## TEXTE
^^^^

Au-delà des pesticides et parasites, l’économie apicole dans son ensemble menace l’abeille noire. Le projet Beehope tentera de sauver ce patrimoine.
C’est l’espèce la mieux adaptée à nos milieux naturels. Et pourtant, il n’y a plus guère que les conservatoires pour perpétuer, en Europe occidentale, des populations d’abeilles noires au patrimoine génétique quasi intact. Jamais il n’a été aussi menacé par le transfert de gènes d’autres espèces !
L’Apis mellifera mellifera, est menacée par les mutations de l’apiculture contemporaine, qui fait massivement appel à des abeilles importées.
1. L’abeille noire.
« C’est la mieux adaptée à nos climats où elle se débrouille seule. On la trouve encore à 1.300 mètres d’altitude. Économe en hiver, elle sait réguler sa population pour affronter les aléas. C’est une abeille toutes fleurs, qui plus est très performante sur nos floraisons tardives. C’est aussi une abeille peu agressive et plutôt douce. »
Elle tend pourtant à céder le pas devant les abeilles importées, passées de 5 à 48 % entre 2007 et 2012.
En résulte une hybridation génétique naturelle qui s’accélère au détriment du patrimoine génétique adapté et résistant que portait l’abeille noire.
2. Un rapport avec le déclin des colonies d’abeilles mellifères ?
Parasites et pesticides ont été largement mis en cause pour expliquer ce phénomène. Les initiateurs du projet Beehope invitent à explorer une nouvelle piste en s’intéressant aux abeilles sauvages et à l’impact de l’importation.
« On a créé des combinaisons de gènes que la sélection naturelle élimine. Il faut donc se demander si les pertes ne sont pas aussi liées à des pratiques apicoles qui amènent une moins bonne adaptation des colonies à l’environnement » estime David Biron, chercheur CNRS.

^^^^

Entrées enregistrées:
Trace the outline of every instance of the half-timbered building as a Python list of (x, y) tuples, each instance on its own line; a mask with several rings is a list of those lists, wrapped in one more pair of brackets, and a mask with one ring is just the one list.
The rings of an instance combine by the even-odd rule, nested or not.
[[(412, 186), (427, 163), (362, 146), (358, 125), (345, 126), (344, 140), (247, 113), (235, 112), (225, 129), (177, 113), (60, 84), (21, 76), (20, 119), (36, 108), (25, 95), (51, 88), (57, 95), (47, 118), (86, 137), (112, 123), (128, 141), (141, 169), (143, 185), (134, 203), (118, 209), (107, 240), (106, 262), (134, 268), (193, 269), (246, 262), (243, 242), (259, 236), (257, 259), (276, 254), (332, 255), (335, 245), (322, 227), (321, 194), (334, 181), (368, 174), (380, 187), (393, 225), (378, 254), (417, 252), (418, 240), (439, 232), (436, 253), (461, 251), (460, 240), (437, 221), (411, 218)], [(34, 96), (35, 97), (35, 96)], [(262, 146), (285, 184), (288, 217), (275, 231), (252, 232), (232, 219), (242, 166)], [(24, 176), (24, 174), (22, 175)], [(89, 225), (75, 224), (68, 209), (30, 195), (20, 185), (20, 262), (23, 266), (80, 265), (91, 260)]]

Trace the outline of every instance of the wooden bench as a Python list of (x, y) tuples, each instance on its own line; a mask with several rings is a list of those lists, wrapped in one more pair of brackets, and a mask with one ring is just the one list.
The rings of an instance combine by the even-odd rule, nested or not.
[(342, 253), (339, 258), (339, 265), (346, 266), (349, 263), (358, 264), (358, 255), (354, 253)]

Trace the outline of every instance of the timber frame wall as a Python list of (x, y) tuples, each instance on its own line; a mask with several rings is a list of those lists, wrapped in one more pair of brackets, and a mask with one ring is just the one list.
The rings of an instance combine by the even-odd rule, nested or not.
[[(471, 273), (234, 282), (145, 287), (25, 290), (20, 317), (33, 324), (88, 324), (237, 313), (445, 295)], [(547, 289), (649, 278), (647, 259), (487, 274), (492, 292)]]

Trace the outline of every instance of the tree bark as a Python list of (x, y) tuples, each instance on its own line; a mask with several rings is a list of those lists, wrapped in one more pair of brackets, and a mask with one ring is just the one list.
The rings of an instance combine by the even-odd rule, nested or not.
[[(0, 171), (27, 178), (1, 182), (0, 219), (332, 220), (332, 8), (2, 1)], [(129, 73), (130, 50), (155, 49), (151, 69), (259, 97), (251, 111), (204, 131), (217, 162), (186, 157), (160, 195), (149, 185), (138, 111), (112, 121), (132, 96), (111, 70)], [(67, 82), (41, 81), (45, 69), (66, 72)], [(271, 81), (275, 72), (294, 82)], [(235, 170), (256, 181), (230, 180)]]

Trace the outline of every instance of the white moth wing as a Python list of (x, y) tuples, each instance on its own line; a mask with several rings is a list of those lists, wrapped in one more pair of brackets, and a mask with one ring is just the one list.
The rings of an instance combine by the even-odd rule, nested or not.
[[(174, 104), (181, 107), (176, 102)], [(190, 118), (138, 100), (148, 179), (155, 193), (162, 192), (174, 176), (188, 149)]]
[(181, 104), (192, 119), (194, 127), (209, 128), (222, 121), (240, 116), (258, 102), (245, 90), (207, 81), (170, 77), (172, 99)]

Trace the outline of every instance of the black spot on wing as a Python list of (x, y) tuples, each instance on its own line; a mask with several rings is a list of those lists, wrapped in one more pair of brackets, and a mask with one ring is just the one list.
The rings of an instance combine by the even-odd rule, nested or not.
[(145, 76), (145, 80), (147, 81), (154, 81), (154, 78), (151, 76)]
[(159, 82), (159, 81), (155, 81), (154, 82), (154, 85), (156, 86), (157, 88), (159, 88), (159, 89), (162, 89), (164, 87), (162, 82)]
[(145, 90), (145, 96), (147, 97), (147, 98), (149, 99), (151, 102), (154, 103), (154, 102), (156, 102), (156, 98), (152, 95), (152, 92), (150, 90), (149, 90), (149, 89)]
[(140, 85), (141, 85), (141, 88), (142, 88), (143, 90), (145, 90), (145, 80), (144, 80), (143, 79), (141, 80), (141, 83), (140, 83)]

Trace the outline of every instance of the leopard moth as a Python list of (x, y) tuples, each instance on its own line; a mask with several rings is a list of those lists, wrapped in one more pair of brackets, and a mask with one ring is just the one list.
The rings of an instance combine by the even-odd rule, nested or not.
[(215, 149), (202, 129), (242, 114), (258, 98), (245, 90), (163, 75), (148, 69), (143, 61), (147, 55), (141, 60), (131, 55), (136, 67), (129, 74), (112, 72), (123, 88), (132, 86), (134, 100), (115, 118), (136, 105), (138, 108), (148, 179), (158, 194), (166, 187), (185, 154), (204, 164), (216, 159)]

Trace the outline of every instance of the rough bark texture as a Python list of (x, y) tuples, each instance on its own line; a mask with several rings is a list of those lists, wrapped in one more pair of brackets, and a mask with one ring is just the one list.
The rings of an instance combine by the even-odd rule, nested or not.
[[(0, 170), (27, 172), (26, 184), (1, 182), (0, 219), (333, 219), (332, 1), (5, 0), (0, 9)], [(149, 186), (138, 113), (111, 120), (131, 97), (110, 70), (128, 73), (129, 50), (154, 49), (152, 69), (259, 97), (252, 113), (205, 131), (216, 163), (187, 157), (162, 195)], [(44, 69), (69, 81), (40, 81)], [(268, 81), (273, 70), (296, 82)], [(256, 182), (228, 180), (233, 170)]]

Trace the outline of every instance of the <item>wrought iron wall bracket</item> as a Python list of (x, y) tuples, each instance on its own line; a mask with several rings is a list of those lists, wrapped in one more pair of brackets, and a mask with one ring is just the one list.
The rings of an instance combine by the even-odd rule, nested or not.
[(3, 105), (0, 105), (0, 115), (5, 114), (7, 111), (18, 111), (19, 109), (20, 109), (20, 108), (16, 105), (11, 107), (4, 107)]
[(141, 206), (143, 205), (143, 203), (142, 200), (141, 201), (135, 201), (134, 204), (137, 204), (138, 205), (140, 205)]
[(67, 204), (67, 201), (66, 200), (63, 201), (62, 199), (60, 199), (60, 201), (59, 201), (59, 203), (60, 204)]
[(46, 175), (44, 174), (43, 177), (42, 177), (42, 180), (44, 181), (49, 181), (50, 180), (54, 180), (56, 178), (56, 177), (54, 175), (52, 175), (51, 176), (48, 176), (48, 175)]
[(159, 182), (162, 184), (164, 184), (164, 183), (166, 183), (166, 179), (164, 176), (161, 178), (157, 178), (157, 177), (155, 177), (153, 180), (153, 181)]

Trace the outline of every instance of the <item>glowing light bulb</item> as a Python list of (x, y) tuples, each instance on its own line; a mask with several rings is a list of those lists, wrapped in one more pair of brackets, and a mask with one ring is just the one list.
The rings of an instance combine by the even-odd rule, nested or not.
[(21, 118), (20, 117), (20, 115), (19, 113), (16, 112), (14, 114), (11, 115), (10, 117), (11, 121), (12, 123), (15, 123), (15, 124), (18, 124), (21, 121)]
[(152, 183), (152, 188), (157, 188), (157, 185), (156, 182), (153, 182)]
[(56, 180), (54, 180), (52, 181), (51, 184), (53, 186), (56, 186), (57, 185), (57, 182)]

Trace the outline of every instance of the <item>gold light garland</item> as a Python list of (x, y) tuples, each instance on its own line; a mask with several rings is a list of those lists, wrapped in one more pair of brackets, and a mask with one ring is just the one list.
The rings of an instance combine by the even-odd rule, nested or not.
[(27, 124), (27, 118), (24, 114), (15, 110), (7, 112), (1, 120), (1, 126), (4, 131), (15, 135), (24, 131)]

^^^^

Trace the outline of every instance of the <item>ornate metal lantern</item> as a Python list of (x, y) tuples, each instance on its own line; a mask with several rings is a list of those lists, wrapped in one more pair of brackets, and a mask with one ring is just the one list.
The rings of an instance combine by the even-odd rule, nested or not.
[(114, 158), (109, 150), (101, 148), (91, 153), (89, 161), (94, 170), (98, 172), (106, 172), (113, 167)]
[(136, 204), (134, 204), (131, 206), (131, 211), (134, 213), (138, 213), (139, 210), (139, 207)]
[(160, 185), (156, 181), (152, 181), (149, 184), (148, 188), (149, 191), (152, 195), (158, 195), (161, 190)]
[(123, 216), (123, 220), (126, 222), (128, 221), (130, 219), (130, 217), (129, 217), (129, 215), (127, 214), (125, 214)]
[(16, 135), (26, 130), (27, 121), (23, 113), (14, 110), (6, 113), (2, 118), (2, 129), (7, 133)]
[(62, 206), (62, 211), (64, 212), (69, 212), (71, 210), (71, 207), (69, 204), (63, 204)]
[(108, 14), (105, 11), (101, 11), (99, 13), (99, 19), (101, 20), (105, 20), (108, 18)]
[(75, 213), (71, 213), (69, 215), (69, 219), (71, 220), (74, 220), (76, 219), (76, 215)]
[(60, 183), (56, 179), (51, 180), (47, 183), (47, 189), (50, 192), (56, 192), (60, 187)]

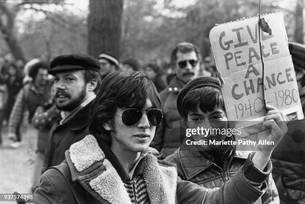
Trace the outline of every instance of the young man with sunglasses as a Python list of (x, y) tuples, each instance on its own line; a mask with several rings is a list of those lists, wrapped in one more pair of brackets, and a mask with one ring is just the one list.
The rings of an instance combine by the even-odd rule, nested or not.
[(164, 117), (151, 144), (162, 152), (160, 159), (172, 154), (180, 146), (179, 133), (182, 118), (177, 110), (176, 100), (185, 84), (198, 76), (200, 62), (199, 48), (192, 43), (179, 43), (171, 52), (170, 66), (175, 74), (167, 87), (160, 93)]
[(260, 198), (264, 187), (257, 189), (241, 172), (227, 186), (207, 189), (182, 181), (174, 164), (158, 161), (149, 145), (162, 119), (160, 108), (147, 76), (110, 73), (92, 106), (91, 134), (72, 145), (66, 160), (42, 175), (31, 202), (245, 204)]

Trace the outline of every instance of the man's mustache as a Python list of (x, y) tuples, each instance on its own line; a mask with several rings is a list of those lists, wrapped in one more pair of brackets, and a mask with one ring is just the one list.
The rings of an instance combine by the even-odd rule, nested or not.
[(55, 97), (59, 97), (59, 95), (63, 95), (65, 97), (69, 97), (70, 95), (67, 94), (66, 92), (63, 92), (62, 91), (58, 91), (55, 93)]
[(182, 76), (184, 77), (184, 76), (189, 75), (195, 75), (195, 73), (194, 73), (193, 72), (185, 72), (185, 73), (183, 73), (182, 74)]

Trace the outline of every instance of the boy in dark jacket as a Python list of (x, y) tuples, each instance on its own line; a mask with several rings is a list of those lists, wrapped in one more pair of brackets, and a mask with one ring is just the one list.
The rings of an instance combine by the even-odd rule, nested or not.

^^^^

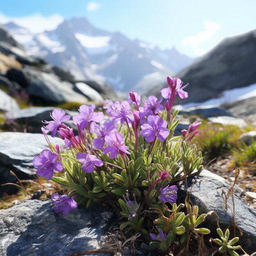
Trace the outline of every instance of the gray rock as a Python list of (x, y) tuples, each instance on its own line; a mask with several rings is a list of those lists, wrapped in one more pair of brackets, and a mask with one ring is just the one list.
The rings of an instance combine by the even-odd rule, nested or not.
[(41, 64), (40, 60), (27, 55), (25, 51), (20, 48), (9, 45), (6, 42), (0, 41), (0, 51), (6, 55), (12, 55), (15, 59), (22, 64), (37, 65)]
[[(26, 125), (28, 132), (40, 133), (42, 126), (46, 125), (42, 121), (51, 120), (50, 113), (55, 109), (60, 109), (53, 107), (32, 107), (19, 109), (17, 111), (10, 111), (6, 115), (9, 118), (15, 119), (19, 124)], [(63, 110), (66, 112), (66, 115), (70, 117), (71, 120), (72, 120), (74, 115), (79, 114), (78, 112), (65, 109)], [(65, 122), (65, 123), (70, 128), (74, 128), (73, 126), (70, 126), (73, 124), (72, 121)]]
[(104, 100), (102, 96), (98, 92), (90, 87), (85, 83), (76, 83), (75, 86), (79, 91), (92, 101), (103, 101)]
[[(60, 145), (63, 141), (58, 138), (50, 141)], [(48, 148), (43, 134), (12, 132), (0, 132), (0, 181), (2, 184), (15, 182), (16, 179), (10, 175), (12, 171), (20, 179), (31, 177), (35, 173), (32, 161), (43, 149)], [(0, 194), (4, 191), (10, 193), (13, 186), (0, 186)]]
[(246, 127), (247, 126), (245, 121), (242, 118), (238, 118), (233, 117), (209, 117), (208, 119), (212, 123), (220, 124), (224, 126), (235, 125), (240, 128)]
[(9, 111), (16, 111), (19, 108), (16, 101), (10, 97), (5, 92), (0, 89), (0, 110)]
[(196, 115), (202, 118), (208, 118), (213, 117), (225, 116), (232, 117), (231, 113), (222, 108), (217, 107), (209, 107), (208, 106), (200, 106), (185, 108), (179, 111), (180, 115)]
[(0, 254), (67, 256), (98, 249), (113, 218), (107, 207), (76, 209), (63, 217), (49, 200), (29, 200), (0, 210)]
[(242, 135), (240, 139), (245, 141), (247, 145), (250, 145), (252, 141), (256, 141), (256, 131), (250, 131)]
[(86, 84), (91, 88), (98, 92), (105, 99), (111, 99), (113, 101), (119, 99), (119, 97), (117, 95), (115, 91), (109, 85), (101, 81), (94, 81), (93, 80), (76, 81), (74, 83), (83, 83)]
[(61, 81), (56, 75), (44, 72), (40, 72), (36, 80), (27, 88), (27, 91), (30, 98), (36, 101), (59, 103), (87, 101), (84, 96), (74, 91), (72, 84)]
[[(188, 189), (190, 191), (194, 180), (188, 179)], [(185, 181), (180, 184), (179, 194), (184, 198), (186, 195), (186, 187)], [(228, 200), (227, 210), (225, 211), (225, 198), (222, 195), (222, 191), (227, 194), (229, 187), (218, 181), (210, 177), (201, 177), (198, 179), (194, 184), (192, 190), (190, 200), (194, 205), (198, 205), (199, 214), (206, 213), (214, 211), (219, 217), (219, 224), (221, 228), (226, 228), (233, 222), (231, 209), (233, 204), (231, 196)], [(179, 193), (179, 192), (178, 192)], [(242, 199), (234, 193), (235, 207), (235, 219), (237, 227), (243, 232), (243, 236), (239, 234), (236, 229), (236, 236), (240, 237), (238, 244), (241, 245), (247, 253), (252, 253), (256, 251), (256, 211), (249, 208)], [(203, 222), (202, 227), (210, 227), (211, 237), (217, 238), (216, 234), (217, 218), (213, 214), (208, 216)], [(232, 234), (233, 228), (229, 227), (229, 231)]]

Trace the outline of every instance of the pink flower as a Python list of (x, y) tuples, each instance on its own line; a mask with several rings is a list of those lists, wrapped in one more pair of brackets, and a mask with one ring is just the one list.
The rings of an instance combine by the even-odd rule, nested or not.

^^^^

## CONSIGNE
Reproduisez fidèlement le passage du texte sur l'abeille noire qui commence par les mots contenant « Parasites et pesticides » et se termine par « l’impact de l’importation. ». Ces entrées forment un matériau distinct du texte sur l'abeille noire.

## RÉPONSE
Parasites et pesticides ont été largement mis en cause pour expliquer ce phénomène. Les initiateurs du projet Beehope invitent à explorer une nouvelle piste en s’intéressant aux abeilles sauvages et à l’impact de l’importation.